**Problem to solve:** In the material below, how many lines contain the string "motor"? Reply with the number alone.

**Dataset excerpts:**

+---+

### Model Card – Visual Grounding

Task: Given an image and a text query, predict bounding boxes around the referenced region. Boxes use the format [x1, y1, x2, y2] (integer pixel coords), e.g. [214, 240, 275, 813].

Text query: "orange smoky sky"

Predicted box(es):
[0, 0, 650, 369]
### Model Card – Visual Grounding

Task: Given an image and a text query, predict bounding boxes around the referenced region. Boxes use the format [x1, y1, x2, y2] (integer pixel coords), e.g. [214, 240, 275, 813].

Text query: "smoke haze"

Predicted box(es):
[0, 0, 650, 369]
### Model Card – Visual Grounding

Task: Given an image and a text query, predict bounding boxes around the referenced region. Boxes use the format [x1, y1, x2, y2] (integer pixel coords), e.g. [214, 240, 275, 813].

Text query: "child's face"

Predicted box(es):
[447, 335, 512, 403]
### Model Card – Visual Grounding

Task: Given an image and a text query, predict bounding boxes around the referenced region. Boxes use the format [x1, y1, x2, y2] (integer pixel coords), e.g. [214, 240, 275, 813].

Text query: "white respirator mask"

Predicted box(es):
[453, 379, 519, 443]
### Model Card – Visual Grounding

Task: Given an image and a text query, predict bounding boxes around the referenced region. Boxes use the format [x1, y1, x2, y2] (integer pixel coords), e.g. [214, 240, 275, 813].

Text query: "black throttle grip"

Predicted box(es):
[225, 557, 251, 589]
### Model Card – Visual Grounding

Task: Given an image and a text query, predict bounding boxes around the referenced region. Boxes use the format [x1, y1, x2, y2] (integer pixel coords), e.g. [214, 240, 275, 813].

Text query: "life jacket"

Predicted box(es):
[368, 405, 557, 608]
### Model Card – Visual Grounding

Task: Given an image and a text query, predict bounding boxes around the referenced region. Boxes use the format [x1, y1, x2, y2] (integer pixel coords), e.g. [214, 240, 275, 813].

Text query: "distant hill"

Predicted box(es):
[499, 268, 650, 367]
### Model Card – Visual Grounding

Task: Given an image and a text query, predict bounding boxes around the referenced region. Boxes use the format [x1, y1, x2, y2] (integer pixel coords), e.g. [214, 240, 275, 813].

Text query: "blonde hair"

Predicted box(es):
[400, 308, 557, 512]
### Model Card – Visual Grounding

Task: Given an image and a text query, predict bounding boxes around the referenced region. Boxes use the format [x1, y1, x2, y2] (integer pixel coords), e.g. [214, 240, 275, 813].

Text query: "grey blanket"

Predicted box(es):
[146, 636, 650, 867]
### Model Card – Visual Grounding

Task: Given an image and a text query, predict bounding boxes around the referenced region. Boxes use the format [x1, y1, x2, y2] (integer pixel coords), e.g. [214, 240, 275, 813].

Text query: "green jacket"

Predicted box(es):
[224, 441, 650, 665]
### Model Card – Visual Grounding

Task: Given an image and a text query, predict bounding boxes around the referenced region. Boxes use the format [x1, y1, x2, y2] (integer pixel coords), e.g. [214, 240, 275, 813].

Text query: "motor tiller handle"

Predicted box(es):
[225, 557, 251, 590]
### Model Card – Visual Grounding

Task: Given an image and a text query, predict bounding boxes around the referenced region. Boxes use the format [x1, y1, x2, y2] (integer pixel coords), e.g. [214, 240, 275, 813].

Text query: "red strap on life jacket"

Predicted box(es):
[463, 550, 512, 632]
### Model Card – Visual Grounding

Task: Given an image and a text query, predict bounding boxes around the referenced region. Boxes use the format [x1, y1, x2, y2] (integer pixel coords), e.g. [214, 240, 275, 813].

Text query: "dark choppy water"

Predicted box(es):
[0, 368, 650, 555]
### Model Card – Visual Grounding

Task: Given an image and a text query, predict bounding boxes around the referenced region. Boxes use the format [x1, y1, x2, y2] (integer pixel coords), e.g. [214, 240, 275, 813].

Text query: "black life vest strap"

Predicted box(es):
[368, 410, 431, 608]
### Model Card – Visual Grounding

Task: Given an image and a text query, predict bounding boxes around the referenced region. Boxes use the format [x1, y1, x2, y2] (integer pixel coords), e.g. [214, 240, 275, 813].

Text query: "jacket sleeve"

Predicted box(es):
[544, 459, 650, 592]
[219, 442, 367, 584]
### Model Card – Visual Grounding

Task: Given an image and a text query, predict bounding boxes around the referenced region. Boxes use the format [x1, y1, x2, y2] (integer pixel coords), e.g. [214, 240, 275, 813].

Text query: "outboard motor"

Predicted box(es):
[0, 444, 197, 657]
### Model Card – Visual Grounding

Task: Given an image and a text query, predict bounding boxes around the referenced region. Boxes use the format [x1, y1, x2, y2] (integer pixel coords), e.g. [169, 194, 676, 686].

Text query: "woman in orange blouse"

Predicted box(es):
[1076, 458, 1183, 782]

+---+

**Completed exercise:** 2